→ EXERCISE AIM
What follows is a listing. Write it all out exactly.

→ DATA SHOWN
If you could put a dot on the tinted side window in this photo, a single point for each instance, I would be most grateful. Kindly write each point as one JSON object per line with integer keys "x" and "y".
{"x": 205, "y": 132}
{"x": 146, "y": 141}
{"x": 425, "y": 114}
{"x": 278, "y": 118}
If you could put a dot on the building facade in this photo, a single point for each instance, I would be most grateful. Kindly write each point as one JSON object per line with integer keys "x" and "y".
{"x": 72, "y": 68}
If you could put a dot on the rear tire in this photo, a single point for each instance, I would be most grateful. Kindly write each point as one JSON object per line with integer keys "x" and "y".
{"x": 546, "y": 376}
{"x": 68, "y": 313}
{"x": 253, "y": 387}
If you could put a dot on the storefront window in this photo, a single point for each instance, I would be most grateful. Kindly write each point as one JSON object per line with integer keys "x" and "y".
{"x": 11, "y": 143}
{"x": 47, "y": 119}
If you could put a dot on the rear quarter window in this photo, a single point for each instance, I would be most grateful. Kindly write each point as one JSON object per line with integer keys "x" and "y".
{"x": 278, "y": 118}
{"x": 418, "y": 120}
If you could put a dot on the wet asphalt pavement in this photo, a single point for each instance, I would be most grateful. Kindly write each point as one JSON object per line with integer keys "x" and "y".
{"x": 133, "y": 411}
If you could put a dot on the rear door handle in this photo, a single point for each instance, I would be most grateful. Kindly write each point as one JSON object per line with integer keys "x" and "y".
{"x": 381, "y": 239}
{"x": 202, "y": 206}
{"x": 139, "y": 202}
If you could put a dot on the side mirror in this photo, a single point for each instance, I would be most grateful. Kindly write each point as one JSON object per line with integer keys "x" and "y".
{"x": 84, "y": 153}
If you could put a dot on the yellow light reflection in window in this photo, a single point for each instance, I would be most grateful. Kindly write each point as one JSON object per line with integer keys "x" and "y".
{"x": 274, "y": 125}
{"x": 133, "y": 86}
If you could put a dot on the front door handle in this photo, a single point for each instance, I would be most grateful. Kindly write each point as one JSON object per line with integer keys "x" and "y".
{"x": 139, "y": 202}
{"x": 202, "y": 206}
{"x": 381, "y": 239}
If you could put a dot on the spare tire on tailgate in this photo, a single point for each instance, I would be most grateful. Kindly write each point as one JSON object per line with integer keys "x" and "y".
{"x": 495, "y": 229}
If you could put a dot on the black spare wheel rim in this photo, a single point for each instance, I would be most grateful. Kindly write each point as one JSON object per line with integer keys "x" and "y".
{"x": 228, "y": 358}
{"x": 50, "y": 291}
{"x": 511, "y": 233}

→ ANSWER BELOW
If you could put a dot on the tinted side window in this photo, a single point for each instance, I would be most grateful. Kindly write each point as one JSON object per line with integer keys "x" and "y".
{"x": 205, "y": 132}
{"x": 146, "y": 141}
{"x": 425, "y": 114}
{"x": 278, "y": 118}
If you could put a dot on the building facade in this photo, a single point for each instance, I would be most grateful. Kindly write each point as one JSON object per line with integer keys "x" and "y".
{"x": 72, "y": 68}
If you could put a dot on the rear tire in this photo, a single point for each instance, I would be most grateful. Kindly write each point as one JSON object per line with integer keys "x" and "y".
{"x": 546, "y": 376}
{"x": 68, "y": 313}
{"x": 253, "y": 387}
If you could put a dot on the storefront window in this photo, a single point for each instance, I would be most grateful. Kindly write each point as one JSON object per line with integer keys "x" and "y".
{"x": 11, "y": 143}
{"x": 47, "y": 119}
If you could put a dot on the rear quarter window in this photo, a single point for each instance, I would be most grateful. Kindly write each point as one JSON object per line with integer keys "x" and "y".
{"x": 278, "y": 118}
{"x": 418, "y": 120}
If you could put a dot on the wet asphalt pavement in this photo, a single point for each instance, I would be most grateful. Kindly write each point as one JSON object per line with integer keys "x" and "y".
{"x": 133, "y": 411}
If you could put a dot on the rear door handle in this photo, a single point for each instance, I would be most grateful. Kindly write each point as one JSON object per line with integer keys "x" and "y".
{"x": 381, "y": 239}
{"x": 202, "y": 206}
{"x": 139, "y": 202}
If you could put a dot on the side mirror in this photo, a single point for each instance, I would be most grateful. Kindly write each point as one JSON object per line with integer keys "x" and "y".
{"x": 84, "y": 153}
If you could put a dot on the yellow light reflection in window in this photo, a single point for each instance, I would be most grateful. Kindly write each point as one JSON object per line with integer keys "x" and "y".
{"x": 274, "y": 125}
{"x": 133, "y": 86}
If you could put a dot on the front door handle in this photo, a single point for each instance, I would be most grateful. Kindly write each point as one JSON object per line with integer keys "x" and "y".
{"x": 139, "y": 202}
{"x": 202, "y": 206}
{"x": 381, "y": 239}
If you could put a dot on the spare tire on tailgate in this photo, a single point for each instance, I would be most grateful. Kindly write each point as one JSON object per line with integer keys "x" and "y".
{"x": 495, "y": 229}
If you could put a dot on the black spare wheel rim in this photo, a single point for each instance, I would be most grateful. Kindly write each point as one JSON object per line with integer keys "x" and "y".
{"x": 228, "y": 358}
{"x": 50, "y": 291}
{"x": 511, "y": 233}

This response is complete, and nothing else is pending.